* Task
Repeat, exactly as written, the line containing "Target: stitched seam on cloth" and each line after it through the end of the data.

* Raw data
====
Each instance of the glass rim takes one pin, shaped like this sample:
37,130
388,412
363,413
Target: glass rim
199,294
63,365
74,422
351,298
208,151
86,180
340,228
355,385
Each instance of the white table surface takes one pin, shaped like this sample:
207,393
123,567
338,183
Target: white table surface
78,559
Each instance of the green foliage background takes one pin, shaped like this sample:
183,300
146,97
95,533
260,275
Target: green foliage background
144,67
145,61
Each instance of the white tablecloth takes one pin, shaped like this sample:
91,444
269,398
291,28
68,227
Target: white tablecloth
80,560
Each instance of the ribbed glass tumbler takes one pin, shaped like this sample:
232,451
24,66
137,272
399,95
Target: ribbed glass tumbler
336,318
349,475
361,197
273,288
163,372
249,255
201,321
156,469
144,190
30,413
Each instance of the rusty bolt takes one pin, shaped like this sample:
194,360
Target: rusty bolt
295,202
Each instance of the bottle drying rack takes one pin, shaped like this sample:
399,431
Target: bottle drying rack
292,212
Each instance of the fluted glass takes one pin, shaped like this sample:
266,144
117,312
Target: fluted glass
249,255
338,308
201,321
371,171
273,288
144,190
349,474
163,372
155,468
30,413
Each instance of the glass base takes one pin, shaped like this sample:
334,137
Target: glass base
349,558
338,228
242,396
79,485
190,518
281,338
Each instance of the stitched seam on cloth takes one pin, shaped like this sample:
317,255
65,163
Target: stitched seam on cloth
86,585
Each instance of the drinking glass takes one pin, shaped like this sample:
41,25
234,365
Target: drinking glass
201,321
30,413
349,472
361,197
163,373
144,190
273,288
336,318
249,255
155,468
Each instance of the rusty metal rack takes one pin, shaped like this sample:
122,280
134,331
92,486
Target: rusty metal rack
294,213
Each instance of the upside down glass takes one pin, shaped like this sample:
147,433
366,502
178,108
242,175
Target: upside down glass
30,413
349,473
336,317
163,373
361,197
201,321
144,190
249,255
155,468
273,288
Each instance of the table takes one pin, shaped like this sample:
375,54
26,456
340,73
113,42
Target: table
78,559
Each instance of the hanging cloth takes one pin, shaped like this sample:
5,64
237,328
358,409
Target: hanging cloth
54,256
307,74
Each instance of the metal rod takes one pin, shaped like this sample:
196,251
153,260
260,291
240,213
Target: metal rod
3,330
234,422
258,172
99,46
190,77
====
* Output of the task
Target: stitched seam on cloth
86,585
Each instance of the drinking glass takes one pin, shaped like this sample:
41,25
234,365
Target: drinking glass
201,321
30,413
349,472
361,197
163,373
144,190
273,288
336,318
249,255
155,468
Each instance of the rusty metal rack takes one pin, shaped like this sample:
122,280
134,331
92,486
Target: rusty metal rack
294,213
Each instance of the upside down glass takes one pin, shaped like this sample:
147,433
366,502
178,108
242,175
Target: upside down glass
30,413
349,473
336,317
163,373
361,197
201,321
144,190
249,255
155,468
273,288
Each instance of the table takes one pin, shaped like this sample:
375,54
26,456
340,73
113,42
Target: table
78,559
Each instance of the hanging cloth takes one pin, shaped like this sample:
5,64
237,328
358,409
Target: hanging cloth
54,256
307,74
Each instance of the metal rod takes one pin, shaped like this sample:
196,251
153,260
260,291
240,213
Target: metal rod
3,330
234,422
258,172
99,46
190,77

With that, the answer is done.